START Entries provided

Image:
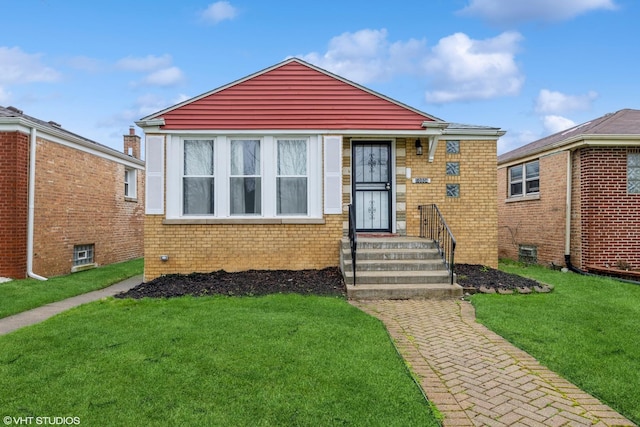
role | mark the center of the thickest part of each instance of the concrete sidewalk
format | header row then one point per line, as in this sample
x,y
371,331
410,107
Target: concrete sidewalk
x,y
475,377
37,315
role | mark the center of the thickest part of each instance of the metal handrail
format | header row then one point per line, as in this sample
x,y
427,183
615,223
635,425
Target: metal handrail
x,y
353,240
434,227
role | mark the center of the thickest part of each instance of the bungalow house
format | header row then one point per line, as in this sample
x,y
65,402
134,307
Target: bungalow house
x,y
573,198
66,203
260,174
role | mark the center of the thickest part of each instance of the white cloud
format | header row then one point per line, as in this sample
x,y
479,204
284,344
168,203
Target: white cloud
x,y
509,11
514,139
85,63
18,67
5,97
554,124
165,77
219,11
465,69
367,56
145,64
553,102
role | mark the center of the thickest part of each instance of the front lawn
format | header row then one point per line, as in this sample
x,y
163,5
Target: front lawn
x,y
587,330
21,295
273,360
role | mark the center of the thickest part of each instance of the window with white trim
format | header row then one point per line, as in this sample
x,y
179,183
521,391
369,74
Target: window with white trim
x,y
238,177
245,190
524,179
82,255
198,177
291,177
633,172
130,183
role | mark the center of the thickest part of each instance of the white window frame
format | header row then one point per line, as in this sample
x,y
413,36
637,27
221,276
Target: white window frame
x,y
222,167
130,180
524,180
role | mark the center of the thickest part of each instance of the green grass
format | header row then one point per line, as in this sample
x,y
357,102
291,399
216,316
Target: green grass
x,y
20,295
275,360
587,330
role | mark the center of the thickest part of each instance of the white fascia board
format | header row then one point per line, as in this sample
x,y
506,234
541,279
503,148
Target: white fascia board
x,y
572,144
20,124
349,132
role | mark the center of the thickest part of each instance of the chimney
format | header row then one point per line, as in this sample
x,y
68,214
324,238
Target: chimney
x,y
132,143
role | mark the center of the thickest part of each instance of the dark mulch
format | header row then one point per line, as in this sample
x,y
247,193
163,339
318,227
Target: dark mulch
x,y
326,282
477,278
244,283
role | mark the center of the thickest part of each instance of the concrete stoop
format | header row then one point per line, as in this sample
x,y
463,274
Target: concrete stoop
x,y
396,268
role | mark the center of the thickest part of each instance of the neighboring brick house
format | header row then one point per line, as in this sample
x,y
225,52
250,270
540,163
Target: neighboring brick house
x,y
258,174
574,197
66,203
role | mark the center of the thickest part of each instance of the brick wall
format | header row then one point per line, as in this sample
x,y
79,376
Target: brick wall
x,y
535,221
14,167
472,217
610,217
80,200
238,247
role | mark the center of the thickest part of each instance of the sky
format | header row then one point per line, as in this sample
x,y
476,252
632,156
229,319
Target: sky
x,y
531,68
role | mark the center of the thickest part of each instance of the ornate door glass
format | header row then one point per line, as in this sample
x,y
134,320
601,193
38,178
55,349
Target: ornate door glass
x,y
372,185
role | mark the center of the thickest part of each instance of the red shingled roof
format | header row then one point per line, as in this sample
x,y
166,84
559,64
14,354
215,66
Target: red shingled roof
x,y
292,95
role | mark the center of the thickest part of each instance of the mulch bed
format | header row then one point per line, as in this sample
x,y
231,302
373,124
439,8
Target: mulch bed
x,y
326,282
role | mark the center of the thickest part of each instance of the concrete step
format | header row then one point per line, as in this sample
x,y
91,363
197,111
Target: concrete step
x,y
395,254
390,243
397,277
404,291
395,264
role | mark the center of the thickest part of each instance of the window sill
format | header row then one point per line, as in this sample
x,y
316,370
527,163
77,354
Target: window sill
x,y
523,198
248,221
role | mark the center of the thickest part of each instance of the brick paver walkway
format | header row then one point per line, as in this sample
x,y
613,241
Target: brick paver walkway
x,y
475,377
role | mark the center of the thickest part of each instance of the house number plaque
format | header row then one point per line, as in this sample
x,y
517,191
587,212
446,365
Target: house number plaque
x,y
421,180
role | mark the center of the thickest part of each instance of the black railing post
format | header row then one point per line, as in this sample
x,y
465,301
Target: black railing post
x,y
353,240
434,227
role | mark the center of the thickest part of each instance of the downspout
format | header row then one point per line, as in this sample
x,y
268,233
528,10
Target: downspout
x,y
567,232
31,212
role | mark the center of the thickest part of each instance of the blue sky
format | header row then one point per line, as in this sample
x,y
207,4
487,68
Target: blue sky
x,y
531,68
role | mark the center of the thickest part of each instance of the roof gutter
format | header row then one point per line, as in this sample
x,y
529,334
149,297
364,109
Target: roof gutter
x,y
31,212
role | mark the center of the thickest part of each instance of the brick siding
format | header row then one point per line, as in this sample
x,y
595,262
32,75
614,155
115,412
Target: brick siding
x,y
610,216
14,167
237,247
473,216
604,217
540,221
80,200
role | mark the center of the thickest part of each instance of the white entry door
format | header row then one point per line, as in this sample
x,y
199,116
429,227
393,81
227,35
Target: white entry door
x,y
372,171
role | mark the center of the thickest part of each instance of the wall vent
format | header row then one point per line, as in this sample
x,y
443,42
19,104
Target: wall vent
x,y
528,254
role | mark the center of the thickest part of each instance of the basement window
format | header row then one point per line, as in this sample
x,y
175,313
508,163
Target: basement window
x,y
528,254
83,257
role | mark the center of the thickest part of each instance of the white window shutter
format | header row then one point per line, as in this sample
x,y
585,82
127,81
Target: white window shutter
x,y
154,195
333,174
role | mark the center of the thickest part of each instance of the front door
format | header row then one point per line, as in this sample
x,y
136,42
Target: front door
x,y
372,174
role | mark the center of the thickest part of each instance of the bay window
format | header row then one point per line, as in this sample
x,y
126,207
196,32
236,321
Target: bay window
x,y
291,177
238,178
245,192
198,179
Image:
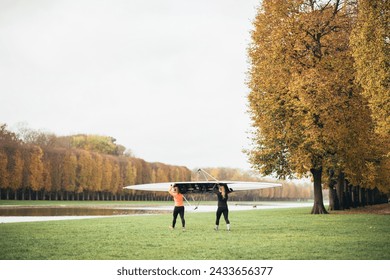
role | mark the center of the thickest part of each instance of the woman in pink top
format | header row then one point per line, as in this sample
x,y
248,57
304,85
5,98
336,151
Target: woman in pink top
x,y
179,206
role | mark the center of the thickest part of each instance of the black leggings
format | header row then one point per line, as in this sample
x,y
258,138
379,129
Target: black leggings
x,y
176,211
225,212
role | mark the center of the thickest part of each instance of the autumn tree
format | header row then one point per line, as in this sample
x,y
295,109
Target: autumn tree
x,y
370,43
303,97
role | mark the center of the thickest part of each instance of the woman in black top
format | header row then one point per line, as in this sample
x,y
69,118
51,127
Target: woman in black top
x,y
222,193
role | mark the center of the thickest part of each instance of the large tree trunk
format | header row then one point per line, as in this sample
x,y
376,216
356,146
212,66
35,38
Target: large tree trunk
x,y
318,207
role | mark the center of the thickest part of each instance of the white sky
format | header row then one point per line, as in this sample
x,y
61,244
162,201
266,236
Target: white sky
x,y
166,78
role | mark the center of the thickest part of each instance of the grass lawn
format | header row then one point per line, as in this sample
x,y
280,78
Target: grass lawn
x,y
283,234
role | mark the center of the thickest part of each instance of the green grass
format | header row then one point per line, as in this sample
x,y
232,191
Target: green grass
x,y
282,234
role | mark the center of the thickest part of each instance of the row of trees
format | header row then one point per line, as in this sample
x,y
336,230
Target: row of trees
x,y
59,169
319,98
39,165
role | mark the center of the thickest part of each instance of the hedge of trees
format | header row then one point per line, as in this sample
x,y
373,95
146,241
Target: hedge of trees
x,y
46,168
319,96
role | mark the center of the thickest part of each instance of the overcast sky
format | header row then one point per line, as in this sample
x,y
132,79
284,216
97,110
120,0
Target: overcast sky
x,y
166,78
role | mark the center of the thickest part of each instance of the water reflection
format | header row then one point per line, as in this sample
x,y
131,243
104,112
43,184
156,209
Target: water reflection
x,y
75,211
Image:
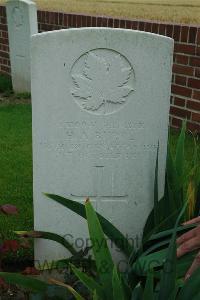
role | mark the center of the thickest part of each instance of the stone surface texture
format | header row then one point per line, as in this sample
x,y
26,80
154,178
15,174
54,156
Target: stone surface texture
x,y
101,101
22,23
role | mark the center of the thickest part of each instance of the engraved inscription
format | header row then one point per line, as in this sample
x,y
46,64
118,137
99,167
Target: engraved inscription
x,y
103,81
92,140
17,17
109,183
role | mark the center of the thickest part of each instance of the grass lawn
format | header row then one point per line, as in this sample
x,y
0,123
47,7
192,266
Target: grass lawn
x,y
16,164
182,11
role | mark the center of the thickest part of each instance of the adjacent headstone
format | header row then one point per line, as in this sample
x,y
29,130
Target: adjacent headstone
x,y
101,101
22,23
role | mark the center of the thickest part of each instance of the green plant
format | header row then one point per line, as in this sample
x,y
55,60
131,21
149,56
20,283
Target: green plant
x,y
148,269
5,83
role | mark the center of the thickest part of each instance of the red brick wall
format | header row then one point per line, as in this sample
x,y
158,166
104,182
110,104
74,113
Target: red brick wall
x,y
185,98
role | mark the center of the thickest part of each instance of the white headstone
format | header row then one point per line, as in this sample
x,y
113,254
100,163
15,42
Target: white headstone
x,y
101,101
22,23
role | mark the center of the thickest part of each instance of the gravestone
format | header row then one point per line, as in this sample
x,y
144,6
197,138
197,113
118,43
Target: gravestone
x,y
101,101
22,23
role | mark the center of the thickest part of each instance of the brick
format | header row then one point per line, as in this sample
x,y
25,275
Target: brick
x,y
110,22
122,24
116,23
60,19
141,26
181,91
135,25
193,127
197,72
180,112
4,34
179,101
195,105
162,29
155,28
192,35
5,69
84,21
104,22
3,20
194,83
195,61
169,30
4,41
148,27
65,20
3,27
176,122
47,17
184,48
181,59
4,54
52,18
94,21
198,37
185,70
184,34
176,34
89,21
56,18
181,80
196,117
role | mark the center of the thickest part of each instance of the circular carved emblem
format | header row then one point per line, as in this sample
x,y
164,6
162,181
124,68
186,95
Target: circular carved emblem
x,y
17,16
103,81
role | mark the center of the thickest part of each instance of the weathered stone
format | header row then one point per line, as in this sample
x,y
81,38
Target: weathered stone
x,y
101,102
22,23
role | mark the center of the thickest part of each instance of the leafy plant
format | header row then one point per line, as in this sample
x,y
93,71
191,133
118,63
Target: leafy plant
x,y
154,272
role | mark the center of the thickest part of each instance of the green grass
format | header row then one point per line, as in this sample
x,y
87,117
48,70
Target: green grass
x,y
181,11
5,83
16,165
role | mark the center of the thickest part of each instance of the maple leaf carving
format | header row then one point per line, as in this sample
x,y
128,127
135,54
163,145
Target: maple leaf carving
x,y
102,81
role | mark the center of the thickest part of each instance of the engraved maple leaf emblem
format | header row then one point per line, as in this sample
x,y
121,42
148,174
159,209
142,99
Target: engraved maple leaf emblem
x,y
102,81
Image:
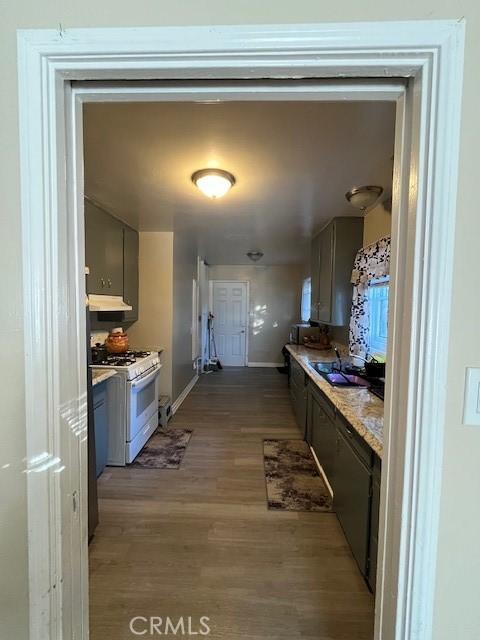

END Entries provided

_Description of the task_. Report every line of the records above that contains the string "siding", copying each line in full and treating uppercase and lowercase letters as different.

_Final answer_.
role | mark the center of the thickest part of each instance of the brick siding
Target: brick siding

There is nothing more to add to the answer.